In this study, we evaluated the prognostic value of preoperative platelet count in surgically resected CRC patients. Our data converged on the conclusion that that thrombocytosis patients with a clinically high platelet count measured within 1 month before surgery had a significantly unfavorable overall survival and were more likely to develop distant metastasis after surgery.

Platelets are made from mature bone marrow megakaryocytes and play an important role in arresting hemorrhage after tissue trauma or vascular injury [31]. Abnormal platelet count is generally classified into primary thrombocytosis (thrombocythemia), which is commonly caused by myeloproliferative disorders, and secondary thrombocytosis (reactive thrombocytosis), which is commonly a result of external causes such as chronic inflammation, cancers, and surgery-related tissue damage [29, 32]. The abnormal platelet count observed in our study mainly refers to reactive thrombocytosis caused by CRC. Reactive thrombocytosis has been linked to the advanced stage, tumor aggressiveness, and prognosis in a few published retrospective studies of different malignancies with relatively small populations and mixed findings [1926]. Our results indicated that thrombocytosis determined by the maximum value of pre-operative platelet count was a strong predictor of CRC clinical outcomes. The maximum value of platelet count was more conservative than the average value, since patients with only one test of abnormally high platelet count were defined as having thrombocytosis. In comparison, patients in the normal group were those who had persistently normal values of platelet count. The comparison between the results using the maximum and average value indicated that patients with only one test showing an abnormally high platelet count were at an increased risk of death and metastasis. The use of persistently normal platelet count to determine thrombocytosis has also been reported in studies to predict the prognosis of other cancers [21, 33].
□ □ □ □ □
_QUESTIONS TO ANSWER_
1 > List the external causes of secondary thrombocytosis named in the passage on platelet count.
2 > According to the passage on platelet count, what are platelets made from?
3 > Please copy the passage on platelet count, starting at "In this study, we" and ending at "metastasis after surgery.".

(Point localization data)
□ □ □ □ □
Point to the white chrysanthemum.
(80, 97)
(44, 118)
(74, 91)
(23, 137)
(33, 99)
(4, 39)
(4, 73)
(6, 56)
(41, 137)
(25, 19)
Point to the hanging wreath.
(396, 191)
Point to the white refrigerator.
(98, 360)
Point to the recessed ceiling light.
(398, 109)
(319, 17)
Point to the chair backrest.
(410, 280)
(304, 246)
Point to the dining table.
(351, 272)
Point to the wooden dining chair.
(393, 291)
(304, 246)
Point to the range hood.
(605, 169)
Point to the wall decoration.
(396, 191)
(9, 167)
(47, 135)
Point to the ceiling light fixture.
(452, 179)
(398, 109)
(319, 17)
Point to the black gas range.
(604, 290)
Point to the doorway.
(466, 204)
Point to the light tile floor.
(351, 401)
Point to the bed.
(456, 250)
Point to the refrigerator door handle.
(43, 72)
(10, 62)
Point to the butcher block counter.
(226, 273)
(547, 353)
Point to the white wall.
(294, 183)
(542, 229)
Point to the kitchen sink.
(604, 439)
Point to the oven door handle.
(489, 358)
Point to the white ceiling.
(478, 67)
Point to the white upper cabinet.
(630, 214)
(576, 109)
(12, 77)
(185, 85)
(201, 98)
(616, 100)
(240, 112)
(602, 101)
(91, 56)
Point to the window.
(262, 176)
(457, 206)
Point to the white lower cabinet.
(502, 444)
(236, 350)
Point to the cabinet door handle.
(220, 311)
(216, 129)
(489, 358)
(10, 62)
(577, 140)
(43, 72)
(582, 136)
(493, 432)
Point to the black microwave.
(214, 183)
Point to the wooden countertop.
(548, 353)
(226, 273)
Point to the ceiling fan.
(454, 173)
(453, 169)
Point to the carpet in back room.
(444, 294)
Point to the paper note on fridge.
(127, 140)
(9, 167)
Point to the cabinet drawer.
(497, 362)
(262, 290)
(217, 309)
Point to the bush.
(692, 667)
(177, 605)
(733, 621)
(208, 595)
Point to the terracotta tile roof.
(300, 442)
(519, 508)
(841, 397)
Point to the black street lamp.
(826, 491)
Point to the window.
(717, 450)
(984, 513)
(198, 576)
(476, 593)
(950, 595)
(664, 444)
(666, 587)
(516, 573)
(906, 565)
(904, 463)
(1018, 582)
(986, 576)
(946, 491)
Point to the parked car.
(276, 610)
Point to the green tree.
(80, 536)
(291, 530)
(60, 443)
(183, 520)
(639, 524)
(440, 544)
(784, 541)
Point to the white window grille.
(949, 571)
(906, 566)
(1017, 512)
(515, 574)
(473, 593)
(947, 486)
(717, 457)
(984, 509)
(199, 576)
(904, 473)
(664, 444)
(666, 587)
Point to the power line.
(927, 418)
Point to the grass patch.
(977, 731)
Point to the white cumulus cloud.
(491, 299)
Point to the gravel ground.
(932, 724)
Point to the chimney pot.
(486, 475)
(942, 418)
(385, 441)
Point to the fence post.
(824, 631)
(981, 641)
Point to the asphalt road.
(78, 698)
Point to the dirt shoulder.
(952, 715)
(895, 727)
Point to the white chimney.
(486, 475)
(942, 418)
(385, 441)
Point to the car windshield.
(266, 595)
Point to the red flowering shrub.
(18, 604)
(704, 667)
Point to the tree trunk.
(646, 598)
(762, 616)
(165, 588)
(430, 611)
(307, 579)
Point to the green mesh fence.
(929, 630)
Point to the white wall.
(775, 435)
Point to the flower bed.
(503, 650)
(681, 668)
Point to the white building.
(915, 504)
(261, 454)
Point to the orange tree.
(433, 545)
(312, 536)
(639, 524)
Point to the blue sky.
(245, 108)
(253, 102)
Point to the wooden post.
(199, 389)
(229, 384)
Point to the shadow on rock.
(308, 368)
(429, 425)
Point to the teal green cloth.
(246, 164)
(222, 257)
□ □ □ □ □
_LIST OF ANSWERS_
1 > Chronic inflammation, cancers, and surgery-related tissue damage.

2 > Mature bone marrow megakaryocytes.

3 >
In this study, we evaluated the prognostic value of preoperative platelet count in surgically resected CRC patients. Our data converged on the conclusion that that thrombocytosis patients with a clinically high platelet count measured within 1 month before surgery had a significantly unfavorable overall survival and were more likely to develop distant metastasis after surgery.